SUPPLIED DATA Block Start

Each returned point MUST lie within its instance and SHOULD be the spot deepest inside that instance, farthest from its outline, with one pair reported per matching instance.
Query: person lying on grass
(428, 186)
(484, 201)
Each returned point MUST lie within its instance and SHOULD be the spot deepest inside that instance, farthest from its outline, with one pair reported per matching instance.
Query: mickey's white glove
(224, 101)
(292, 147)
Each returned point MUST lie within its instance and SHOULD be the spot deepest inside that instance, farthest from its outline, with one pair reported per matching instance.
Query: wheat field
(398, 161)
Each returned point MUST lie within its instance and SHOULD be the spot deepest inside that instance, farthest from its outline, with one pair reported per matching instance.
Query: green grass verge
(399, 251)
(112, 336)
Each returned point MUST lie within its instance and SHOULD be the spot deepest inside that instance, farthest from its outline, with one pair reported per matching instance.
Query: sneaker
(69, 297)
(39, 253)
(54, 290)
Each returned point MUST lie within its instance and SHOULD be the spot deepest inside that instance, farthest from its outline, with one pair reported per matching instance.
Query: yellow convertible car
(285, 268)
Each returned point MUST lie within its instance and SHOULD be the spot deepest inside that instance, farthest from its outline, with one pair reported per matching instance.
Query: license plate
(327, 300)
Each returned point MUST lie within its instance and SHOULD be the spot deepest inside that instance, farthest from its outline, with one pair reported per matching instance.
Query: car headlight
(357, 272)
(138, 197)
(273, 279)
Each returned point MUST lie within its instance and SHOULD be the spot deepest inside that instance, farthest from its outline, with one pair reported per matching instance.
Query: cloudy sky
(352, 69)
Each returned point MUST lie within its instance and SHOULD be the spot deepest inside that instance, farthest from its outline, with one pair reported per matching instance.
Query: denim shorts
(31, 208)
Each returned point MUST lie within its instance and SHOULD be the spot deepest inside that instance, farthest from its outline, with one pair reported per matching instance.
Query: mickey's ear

SUPPLIED DATA Block End

• REQUIRED WORK:
Your answer should be the records themselves, returned word for word.

• TASK RESPONSE:
Each returned point MUST lie within its instance and SHOULD be the spot deepest inside that instance, farthest from its outline, with one pair reported per matching instance.
Query: person lying on grass
(428, 186)
(484, 201)
Each returned point MUST lie within its instance and SHOULD be the spot deepest inside that instance, farthest from its outline, with one pair reported per matching instance.
Query: mickey's white glove
(224, 101)
(292, 147)
Each returned point MUST lie within its instance and SHOULD be the spot deepest inside that instance, farthest from its outline, with one pair reported per matching instance.
Query: wheat field
(398, 161)
Each returned point MUST lie within its instance and SHOULD be the spot deepest inside that instance, farthest from its outline, with one pair reported per matching instance.
Query: green grass verge
(399, 251)
(112, 336)
Each returned point MUST lie within its instance and SHOULD be the spot deepest inside that instance, farthest from its outline, with one pair reported per matching instance.
Query: sneaker
(69, 297)
(39, 253)
(54, 290)
Each returned point MUST lie within its instance and SHOULD be the spot deepest inside that instance, farthest from its outline, with one pair reported per matching instance.
Query: yellow convertible car
(285, 268)
Each returned point MUST lie within its instance and SHOULD be the spot deepest inside that instance, farthest from its outline, with one pair reported per matching instance.
Query: license plate
(327, 300)
Each returned point MUST lie within its instance and SHOULD be the spot deepest inside that instance, farthest from its outline, with one pair reported per matching instance.
Query: car headlight
(357, 272)
(138, 197)
(273, 279)
Each returned point MUST lie within its instance and SHOULD be the spot deepest inside that instance, farthest from its outline, with one pair reported per matching instance.
Query: cloudy sky
(352, 69)
Each returned point MUST lie within its instance and SHOULD be the spot deepest inside that instance, farthest from its outline, with one pair reported per matching instance.
Query: denim shorts
(31, 208)
Each returned point MUST lie within its instance and SHOULD be the spot deepest inside that instance, farthest from its outline, with one pair reported per matching instance.
Query: mickey's ear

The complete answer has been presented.